**The request:**
Reproduce every line of the records below character for character.
##### Material provided #####
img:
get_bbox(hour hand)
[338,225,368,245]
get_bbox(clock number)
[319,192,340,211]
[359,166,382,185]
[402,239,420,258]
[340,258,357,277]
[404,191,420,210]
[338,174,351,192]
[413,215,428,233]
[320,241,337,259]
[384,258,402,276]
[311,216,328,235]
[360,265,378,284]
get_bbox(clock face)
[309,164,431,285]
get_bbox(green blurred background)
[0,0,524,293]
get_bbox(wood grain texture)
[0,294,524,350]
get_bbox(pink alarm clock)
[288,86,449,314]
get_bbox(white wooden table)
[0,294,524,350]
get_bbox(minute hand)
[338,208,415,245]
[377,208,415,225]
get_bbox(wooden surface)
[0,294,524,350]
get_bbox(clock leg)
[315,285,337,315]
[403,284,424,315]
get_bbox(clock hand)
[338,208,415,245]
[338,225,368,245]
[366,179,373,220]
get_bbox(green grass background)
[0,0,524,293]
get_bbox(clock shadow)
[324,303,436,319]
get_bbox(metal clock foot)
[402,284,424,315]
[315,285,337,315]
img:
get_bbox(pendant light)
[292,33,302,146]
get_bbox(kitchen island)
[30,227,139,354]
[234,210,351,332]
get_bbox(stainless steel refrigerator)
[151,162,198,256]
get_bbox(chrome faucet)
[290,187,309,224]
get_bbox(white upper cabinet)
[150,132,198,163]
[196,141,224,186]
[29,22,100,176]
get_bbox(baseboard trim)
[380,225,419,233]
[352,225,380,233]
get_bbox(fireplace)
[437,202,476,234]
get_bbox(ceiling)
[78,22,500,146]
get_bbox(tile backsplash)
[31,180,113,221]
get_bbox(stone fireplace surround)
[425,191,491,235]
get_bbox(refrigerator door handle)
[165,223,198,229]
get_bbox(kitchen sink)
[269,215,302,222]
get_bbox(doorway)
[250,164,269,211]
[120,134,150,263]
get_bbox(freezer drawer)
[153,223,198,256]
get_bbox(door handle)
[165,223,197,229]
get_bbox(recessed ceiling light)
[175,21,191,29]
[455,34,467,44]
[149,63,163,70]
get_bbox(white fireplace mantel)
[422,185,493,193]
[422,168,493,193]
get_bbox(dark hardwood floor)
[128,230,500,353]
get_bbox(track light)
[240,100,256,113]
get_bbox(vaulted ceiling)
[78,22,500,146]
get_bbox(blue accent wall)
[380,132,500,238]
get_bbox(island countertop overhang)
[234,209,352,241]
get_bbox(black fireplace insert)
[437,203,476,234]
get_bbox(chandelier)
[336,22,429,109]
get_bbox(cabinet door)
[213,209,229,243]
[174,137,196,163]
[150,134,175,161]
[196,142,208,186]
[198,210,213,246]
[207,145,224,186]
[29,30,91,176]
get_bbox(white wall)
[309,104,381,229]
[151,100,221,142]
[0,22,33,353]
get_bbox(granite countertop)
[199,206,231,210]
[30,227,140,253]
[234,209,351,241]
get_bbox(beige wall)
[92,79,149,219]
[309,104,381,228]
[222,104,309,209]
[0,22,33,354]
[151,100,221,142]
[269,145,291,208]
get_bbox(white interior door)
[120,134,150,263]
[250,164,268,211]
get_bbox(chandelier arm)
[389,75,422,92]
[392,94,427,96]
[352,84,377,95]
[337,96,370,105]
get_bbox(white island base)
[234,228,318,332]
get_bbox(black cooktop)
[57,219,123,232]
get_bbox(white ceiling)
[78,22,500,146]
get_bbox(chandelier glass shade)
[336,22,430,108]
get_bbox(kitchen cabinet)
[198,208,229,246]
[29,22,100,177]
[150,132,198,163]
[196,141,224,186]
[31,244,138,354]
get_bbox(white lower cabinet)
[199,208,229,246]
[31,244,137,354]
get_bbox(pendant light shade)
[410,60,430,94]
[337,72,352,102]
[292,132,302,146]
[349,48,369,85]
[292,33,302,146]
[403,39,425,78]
#####
**Task output:**
img:
get_bbox(hour hand)
[338,225,368,245]
get_bbox(clock number)
[319,192,340,211]
[359,166,382,185]
[402,239,420,258]
[340,258,357,277]
[404,191,420,210]
[338,174,351,192]
[413,215,428,233]
[320,241,337,259]
[384,258,402,276]
[311,216,328,235]
[360,265,378,284]
get_bbox(clock face)
[309,164,431,285]
get_bbox(green blurred background)
[0,0,524,293]
get_bbox(wood grain texture)
[0,294,524,350]
get_bbox(pink alarm clock)
[288,86,449,314]
get_bbox(white wooden table)
[0,294,524,350]
get_bbox(minute hand)
[338,208,415,245]
[377,208,415,225]
get_bbox(wooden surface)
[0,294,524,350]
get_bbox(clock leg)
[315,285,337,315]
[403,284,424,315]
get_bbox(clock hand)
[338,208,415,245]
[338,225,368,245]
[366,179,373,220]
get_bbox(green grass background)
[0,0,524,293]
get_bbox(clock shadow)
[324,303,436,319]
get_bbox(metal clock foot)
[402,284,424,315]
[315,285,337,315]
img:
get_bbox(pendant light)
[292,33,302,146]
get_bbox(kitchen island)
[30,227,139,354]
[234,210,351,332]
get_bbox(stainless steel refrigerator)
[151,162,198,256]
get_bbox(chrome faucet)
[290,187,309,224]
get_bbox(white upper cabinet)
[150,132,198,163]
[196,141,224,186]
[29,22,100,176]
get_bbox(baseboard trim)
[380,225,419,233]
[352,225,380,233]
get_bbox(fireplace)
[437,202,476,234]
get_bbox(ceiling)
[78,22,500,146]
get_bbox(tile backsplash)
[31,180,113,221]
get_bbox(stone fireplace surround)
[425,191,491,235]
get_bbox(refrigerator door handle)
[165,223,198,229]
get_bbox(kitchen sink)
[269,215,302,222]
get_bbox(doorway)
[250,164,269,211]
[120,134,150,263]
get_bbox(freezer drawer)
[153,223,198,256]
get_bbox(door handle)
[165,223,197,229]
get_bbox(recessed ceiling light)
[175,21,191,29]
[455,34,467,44]
[149,63,163,70]
get_bbox(white fireplace mantel)
[422,185,493,193]
[422,168,493,193]
get_bbox(dark hardwood floor)
[128,230,500,353]
get_bbox(track light)
[240,100,256,113]
get_bbox(vaulted ceiling)
[78,22,500,146]
get_bbox(blue accent wall)
[380,132,500,238]
get_bbox(island countertop overhang)
[234,209,352,241]
get_bbox(black fireplace insert)
[437,203,476,234]
get_bbox(chandelier)
[336,22,429,109]
get_bbox(cabinet door)
[213,209,229,243]
[174,137,196,163]
[150,134,175,161]
[196,142,208,186]
[198,210,213,246]
[207,145,224,186]
[29,30,91,176]
get_bbox(white wall)
[309,104,381,229]
[151,100,221,142]
[0,22,33,353]
get_bbox(granite countertop)
[199,206,231,210]
[30,227,140,253]
[234,209,351,241]
get_bbox(beige wall)
[92,79,149,219]
[309,104,381,228]
[222,104,309,209]
[0,22,33,354]
[151,100,221,142]
[269,145,291,208]
get_bbox(white interior door)
[120,134,150,263]
[250,164,268,211]
get_bbox(chandelier arm)
[389,75,422,92]
[392,94,427,96]
[352,84,377,95]
[337,96,370,105]
get_bbox(white island base)
[234,228,318,332]
get_bbox(black cooktop)
[57,219,123,232]
get_bbox(white ceiling)
[78,22,500,146]
get_bbox(chandelier glass shade)
[336,22,430,108]
get_bbox(kitchen cabinet)
[198,208,229,246]
[29,22,100,177]
[150,132,198,163]
[196,141,224,186]
[31,244,138,354]
get_bbox(white lower cabinet)
[199,208,229,246]
[31,244,137,354]
get_bbox(pendant light shade)
[410,60,430,94]
[337,72,352,102]
[292,132,302,146]
[349,48,369,85]
[292,33,302,146]
[403,39,425,78]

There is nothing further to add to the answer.